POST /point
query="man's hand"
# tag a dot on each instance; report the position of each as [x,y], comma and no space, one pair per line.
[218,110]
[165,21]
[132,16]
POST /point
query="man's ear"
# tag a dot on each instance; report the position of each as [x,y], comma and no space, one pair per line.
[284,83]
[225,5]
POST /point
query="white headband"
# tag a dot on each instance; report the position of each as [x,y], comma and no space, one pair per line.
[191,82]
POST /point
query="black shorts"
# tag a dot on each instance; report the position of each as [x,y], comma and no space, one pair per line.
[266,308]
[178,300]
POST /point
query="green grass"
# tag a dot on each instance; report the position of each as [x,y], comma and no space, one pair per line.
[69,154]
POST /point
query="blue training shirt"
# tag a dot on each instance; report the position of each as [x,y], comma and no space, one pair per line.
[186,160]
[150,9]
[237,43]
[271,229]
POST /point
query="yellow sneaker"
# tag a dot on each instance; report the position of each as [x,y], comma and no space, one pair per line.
* * *
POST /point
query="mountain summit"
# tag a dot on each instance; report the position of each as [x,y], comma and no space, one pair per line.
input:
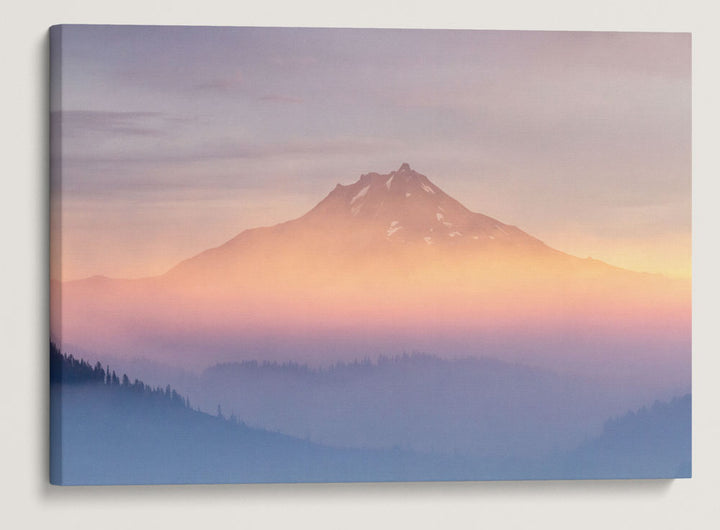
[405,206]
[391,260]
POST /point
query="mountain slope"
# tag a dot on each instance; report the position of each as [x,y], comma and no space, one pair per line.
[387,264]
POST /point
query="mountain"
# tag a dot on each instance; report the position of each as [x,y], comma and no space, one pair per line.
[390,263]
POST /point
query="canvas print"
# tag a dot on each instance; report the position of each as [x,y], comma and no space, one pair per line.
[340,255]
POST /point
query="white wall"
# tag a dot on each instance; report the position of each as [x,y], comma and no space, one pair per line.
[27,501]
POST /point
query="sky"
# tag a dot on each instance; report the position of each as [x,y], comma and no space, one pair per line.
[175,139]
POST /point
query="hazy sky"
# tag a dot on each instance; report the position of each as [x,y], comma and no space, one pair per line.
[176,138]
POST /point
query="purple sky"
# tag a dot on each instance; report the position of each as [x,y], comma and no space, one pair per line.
* * *
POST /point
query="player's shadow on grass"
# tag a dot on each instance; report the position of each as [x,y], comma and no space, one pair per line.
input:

▶ Task description
Collect each line in the rows above that contains the string "mountain" and copy it out in full. Matching is case-sensitive.

▶ Finished exercise
query="mountain summit"
query="mountain slope"
query="mountain"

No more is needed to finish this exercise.